:: EXERCISE ::
Write the entries out again. Every character must match.

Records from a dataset
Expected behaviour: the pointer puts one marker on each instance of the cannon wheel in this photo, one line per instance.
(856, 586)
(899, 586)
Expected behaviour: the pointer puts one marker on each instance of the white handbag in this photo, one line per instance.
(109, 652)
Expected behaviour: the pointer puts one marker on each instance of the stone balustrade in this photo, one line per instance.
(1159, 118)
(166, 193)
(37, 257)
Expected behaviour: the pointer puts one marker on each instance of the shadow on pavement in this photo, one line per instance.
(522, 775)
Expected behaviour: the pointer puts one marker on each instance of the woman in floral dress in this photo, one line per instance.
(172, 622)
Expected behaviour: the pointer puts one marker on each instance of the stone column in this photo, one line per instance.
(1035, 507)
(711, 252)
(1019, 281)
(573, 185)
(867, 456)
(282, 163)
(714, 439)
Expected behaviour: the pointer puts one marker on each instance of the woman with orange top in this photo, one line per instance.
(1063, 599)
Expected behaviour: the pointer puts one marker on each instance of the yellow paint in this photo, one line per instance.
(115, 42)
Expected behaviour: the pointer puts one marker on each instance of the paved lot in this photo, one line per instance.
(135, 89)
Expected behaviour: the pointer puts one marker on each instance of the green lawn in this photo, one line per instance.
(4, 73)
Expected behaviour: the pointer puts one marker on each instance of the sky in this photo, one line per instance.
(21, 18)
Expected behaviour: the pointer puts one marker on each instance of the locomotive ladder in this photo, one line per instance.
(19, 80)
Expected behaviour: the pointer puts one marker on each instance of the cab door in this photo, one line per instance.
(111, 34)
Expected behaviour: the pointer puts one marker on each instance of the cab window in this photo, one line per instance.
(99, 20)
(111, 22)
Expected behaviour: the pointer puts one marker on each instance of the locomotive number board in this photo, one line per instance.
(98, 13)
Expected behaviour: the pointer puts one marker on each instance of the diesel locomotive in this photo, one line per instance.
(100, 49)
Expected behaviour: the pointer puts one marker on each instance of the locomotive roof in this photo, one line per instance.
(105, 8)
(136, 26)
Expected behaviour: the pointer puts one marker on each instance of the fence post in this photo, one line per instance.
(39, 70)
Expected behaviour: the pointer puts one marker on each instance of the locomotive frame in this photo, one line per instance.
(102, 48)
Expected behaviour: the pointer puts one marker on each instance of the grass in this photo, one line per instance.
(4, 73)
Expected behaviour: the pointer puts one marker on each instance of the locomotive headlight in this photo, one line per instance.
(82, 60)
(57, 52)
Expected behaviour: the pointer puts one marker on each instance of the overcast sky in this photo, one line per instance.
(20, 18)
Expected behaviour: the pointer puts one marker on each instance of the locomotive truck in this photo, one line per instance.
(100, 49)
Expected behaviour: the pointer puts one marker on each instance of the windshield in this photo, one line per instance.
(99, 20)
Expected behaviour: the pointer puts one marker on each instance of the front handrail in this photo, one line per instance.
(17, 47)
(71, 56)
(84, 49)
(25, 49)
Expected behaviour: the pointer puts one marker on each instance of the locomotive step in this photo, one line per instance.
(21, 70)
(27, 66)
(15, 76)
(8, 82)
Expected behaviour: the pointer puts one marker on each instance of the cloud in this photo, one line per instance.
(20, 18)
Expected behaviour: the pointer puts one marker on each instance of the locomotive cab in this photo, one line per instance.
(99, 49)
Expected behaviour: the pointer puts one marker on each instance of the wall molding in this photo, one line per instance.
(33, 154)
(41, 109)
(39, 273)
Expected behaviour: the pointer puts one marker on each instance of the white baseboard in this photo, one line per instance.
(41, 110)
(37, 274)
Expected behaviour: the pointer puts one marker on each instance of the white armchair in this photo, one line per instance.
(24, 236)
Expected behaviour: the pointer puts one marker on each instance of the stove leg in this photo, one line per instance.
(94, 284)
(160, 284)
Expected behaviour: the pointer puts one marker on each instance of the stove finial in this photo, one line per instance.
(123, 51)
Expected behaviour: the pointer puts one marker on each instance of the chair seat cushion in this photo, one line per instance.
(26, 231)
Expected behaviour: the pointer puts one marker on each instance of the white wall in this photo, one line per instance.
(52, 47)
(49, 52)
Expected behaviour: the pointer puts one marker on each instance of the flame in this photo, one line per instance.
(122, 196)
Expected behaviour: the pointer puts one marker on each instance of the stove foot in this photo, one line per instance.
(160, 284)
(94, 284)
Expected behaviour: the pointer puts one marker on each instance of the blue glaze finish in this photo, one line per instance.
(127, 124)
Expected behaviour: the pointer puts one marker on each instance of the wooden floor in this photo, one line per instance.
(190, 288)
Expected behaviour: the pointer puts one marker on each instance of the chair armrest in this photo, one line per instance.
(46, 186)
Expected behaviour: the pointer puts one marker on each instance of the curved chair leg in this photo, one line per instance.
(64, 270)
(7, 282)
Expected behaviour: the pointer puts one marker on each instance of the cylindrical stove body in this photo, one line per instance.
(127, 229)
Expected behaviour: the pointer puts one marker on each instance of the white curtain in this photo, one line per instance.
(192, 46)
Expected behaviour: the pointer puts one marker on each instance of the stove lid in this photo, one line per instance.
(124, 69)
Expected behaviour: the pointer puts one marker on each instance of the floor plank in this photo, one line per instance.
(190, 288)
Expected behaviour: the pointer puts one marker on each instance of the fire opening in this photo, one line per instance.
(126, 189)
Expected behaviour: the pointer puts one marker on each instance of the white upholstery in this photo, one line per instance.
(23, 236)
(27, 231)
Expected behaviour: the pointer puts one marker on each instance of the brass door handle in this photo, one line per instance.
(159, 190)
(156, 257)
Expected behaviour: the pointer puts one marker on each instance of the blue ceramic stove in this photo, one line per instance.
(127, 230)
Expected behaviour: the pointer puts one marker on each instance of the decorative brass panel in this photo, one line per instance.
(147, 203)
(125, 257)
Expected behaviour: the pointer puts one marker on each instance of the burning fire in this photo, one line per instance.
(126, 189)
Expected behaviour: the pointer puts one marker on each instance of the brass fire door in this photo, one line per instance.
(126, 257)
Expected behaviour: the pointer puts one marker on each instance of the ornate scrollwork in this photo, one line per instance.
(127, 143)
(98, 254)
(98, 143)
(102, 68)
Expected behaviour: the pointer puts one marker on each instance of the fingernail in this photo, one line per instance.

:: WRITTEN SOLUTION ::
Expected behaviour: the pointer puts one marker on each instance of the cannon wheel in this photo, one line per instance.
(856, 586)
(899, 586)
Expected behaviour: the pointer puts one marker on each instance of the white handbag in this photo, one line per instance.
(109, 652)
Expected behaviour: the pointer puts one marker on each instance of the stone balustrade in this photo, one line per instance.
(1159, 118)
(166, 193)
(37, 257)
Expected behaviour: the pointer puts one marker on each instance of the shadow on pavement in this photo, one line per instance.
(522, 775)
Expected behaviour: the pointer puts one marker on each instance of the woman in floral dress in this photo, one line per instance.
(172, 622)
Expected behaviour: the pointer puts one marker on each instance of the stone column in this photo, one line per instance.
(1035, 507)
(711, 252)
(1019, 281)
(573, 185)
(867, 456)
(282, 163)
(714, 439)
Expected behaviour: the pointer puts one marker on each instance of the woman with orange top in this photo, one line per instance.
(1063, 599)
Expected behaviour: the pointer puts one marker on each instance of the yellow paint in this photo, one line per instance.
(115, 42)
Expected behaviour: the pointer puts one marker on each instance of the paved lot in this photo, one line per instance.
(135, 89)
Expected behaviour: the pointer puts one marker on each instance of the green lawn in this photo, one line per instance.
(4, 73)
Expected behaviour: the pointer puts one marker on each instance of the sky in this photo, one line per instance.
(21, 18)
Expected behaviour: the pointer puts one marker on each instance of the locomotive ladder in this photo, one line per instance.
(19, 80)
Expected behaviour: the pointer puts one marker on each instance of the cab door in this photo, one line per instance.
(111, 34)
Expected behaviour: the pointer puts one marker on each instance of the cab window in this photo, one line per instance.
(99, 20)
(111, 22)
Expected behaviour: the pointer puts one marker on each instance of the locomotive number board in this photo, one line per instance.
(98, 13)
Expected behaviour: the pointer puts one marker on each instance of the diesel locomotive in this photo, one line per instance.
(100, 49)
Expected behaviour: the pointer puts one marker on each instance of the locomotive roof in this photo, one line per instance.
(105, 8)
(136, 26)
Expected behaviour: the pointer puts one marker on each instance of the fence post in this photo, one line per instance.
(39, 70)
Expected behaviour: the pointer puts one marker on each instance of the locomotive frame in this photo, one line per instance.
(102, 48)
Expected behaviour: the pointer puts one marker on each instance of the grass in this photo, one line per instance.
(4, 73)
Expected behaviour: the pointer puts one marker on each instance of the locomotive headlight in this photo, one line per instance.
(82, 60)
(57, 52)
Expected behaviour: the pointer puts one marker on each instance of the overcast sky in this photo, one line per instance.
(20, 18)
Expected behaviour: the pointer puts one marker on each instance of the locomotive truck in this photo, one line per instance.
(100, 49)
Expected behaviour: the pointer puts one marker on each instance of the windshield in this photo, one line per instance.
(99, 20)
Expected behaviour: the pointer puts one marker on each instance of the front handrail in this photo, one line per instance.
(17, 47)
(71, 56)
(84, 49)
(25, 49)
Expected behaviour: the pointer puts one marker on each instance of the locomotive step in this photo, one line per instance.
(21, 70)
(27, 66)
(15, 76)
(8, 82)
Expected behaviour: the pointer puts one marker on each instance of the cloud in this photo, one line per instance.
(20, 18)
Expected behaviour: the pointer puts one marker on each instance of the locomotive cab in this photo, one line per instance.
(99, 49)
Expected behaviour: the pointer puts one marker on each instance of the wall molding in this photo, one line per instance.
(33, 154)
(41, 109)
(39, 273)
Expected behaviour: the pointer puts one marker on each instance of the white baseboard in this photo, one line per instance.
(41, 110)
(37, 274)
Expected behaviour: the pointer puts one marker on each instance of the white armchair in this photo, one line per instance.
(24, 236)
Expected behaviour: the pointer puts one marker on each instance of the stove leg in this photo, one line per instance.
(94, 284)
(160, 284)
Expected behaviour: the pointer puts one marker on each instance of the stove finial in this photo, one line per instance.
(123, 51)
Expected behaviour: the pointer puts one marker on each instance of the chair seat cushion in this photo, one line per instance.
(26, 231)
Expected behaviour: the pointer puts one marker on each instance of the white wall in this photo, one line per instance.
(52, 47)
(49, 52)
Expected behaviour: the pointer puts one marker on each instance of the flame in this photo, one line per instance.
(122, 196)
Expected behaviour: the pointer puts one marker on each instance of the stove foot in this photo, one line per instance.
(160, 284)
(94, 284)
Expected behaviour: the pointer puts one marker on each instance of the blue glaze finish in this photo, one line per instance.
(127, 124)
Expected behaviour: the pointer puts one marker on each instance of the wooden floor in this photo, one line per instance.
(190, 288)
Expected behaviour: the pointer puts one marker on each instance of the chair armrest in this photo, one line per instance.
(46, 186)
Expected behaviour: the pointer puts one marker on each instance of the curved chair leg in this photo, one line per instance.
(64, 270)
(7, 282)
Expected behaviour: the pointer puts one marker on each instance of the cylindrical stove body in this photo, one line per instance.
(127, 229)
Expected behaviour: the pointer puts one marker on each instance of the white curtain in this photo, one line per instance.
(192, 46)
Expected behaviour: the pointer puts one marker on each instance of the stove lid in this photo, one line per instance.
(124, 69)
Expected behaviour: the pointer puts one marker on each instance of the floor plank in this photo, one line per instance.
(190, 288)
Expected behaviour: the pointer puts one marker on each instance of the fire opening in this photo, one line per instance.
(126, 189)
Expected behaviour: the pointer puts one marker on each instance of the white upholstery in this photo, one line per instance.
(23, 236)
(27, 231)
Expected behaviour: the pointer puts one marker on each instance of the brass door handle in this photo, one line per instance.
(159, 190)
(156, 257)
Expected behaviour: the pointer puts one marker on each instance of the blue ceramic stove in this photo, one line per instance.
(127, 230)
Expected behaviour: the pointer puts one marker on each instance of the decorative brass panel in this photo, one line per instance.
(147, 203)
(125, 257)
Expected behaviour: the pointer puts one marker on each instance of the burning fire in this photo, one line per instance.
(126, 189)
Expected behaviour: the pointer puts one marker on each instance of the brass fire door in this photo, one line per instance.
(126, 257)
Expected behaviour: the pointer puts one marker on each instance of the ornate scrollwork in this photo, one line per instance.
(127, 143)
(98, 254)
(98, 143)
(102, 68)
Expected behaviour: the pointer puts one marker on each instance of the fingernail in this photo, one line per instance.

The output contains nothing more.